# SET TASK:
Rewrite the material below with every "field scouting record" swapped for "site survey log", keeping everything else the same.

[Labeled-object pointing entries]

══════════

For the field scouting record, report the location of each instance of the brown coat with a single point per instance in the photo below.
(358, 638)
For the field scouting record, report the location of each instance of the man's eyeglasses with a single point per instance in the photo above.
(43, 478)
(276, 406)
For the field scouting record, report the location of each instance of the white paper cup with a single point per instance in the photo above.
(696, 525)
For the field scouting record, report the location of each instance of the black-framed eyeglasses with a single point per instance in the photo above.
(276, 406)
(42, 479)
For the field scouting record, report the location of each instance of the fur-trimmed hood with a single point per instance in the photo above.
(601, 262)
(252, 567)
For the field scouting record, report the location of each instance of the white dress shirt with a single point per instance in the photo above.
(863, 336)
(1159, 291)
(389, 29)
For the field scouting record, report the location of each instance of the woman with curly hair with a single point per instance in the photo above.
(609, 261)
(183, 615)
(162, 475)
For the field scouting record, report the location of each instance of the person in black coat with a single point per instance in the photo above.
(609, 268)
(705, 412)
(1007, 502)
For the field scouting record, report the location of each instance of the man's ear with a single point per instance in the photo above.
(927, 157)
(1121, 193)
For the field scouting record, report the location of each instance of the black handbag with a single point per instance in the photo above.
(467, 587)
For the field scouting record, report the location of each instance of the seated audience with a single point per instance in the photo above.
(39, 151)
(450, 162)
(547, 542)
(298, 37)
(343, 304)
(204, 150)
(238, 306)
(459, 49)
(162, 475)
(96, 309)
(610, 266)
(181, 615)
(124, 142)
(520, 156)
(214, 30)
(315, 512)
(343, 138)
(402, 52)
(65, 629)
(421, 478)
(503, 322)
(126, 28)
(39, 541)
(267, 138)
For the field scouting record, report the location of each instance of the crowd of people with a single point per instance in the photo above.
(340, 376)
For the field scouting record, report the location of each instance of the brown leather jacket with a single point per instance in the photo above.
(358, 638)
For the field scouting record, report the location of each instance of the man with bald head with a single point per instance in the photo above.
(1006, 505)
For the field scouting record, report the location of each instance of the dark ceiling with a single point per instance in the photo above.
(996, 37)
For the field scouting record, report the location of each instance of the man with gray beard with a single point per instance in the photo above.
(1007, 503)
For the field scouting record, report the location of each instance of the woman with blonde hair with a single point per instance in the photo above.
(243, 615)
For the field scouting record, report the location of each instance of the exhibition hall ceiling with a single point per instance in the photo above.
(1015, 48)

══════════

# SOLUTION FOR THIS TASK:
For the site survey log, report the location of each instance of the brown coat with a single point per instance in the photo below.
(358, 638)
For the site survey log, report the location of each instance of the man's eyeglasses with a single point per instance in the photo above.
(43, 478)
(276, 406)
For the site survey log, report the location of each instance of the white paper cup with a single point per instance in the photo above.
(696, 525)
For the site survey log, report the location of each instance of the black-framed eyeglasses with a single point per instance in the photo above.
(276, 406)
(42, 479)
For the site survey log, report the location of each instance of the fur-trimmed hood with a single point per instance in the photo above.
(601, 262)
(252, 567)
For the site survey log, report the location of each instance of the white dress shirt with a single point per instance in the photo above.
(863, 336)
(1159, 291)
(389, 29)
For the site survey log, report the location of each instance of the woman with curly hair with a single point per instance in the photo above.
(609, 261)
(183, 615)
(162, 475)
For the site survey log, report the location of each instance of the person in black coat with a single point per instance in the photo above.
(609, 268)
(705, 412)
(1007, 502)
For the site survey log, report the location of each instance of the man's ear with a single point per instance in the photo above.
(927, 157)
(1121, 193)
For the site survey log, report the location of each instance of the black handbag with a single point per instance in the photo above.
(467, 587)
For the site survey log, report the location of each instance of the seated audience with a single point per instance in the photo above.
(39, 151)
(450, 162)
(547, 542)
(298, 37)
(343, 304)
(204, 150)
(238, 306)
(459, 49)
(162, 475)
(96, 309)
(610, 266)
(181, 615)
(124, 142)
(520, 156)
(214, 30)
(315, 512)
(343, 138)
(402, 52)
(65, 629)
(421, 478)
(503, 322)
(126, 28)
(39, 541)
(267, 138)
For the site survey log, report the location of each instance of the crowd of people with a single point per instance in the photo above.
(340, 376)
For the site survey log, report the location of each instance of the brown leather jacket with a single point per instance in the photo above.
(358, 638)
For the site survey log, report the location of each instance of the man with bald head with a single point per instance in the photo above.
(1006, 505)
For the site survey log, report the location of each instance of the dark ceiling with a single point per instance in the photo above.
(996, 37)
For the site survey log, report the location of each instance of the man with gray beard with a single point per instance in the photo above.
(1007, 503)
For the site survey log, report the location of each instance of the woman with blonde hair with a single point per instance in the photo above.
(243, 615)
For the site survey log, report the location of each instance of the exhibition hall ceiling with a single point per instance in the photo above.
(1015, 48)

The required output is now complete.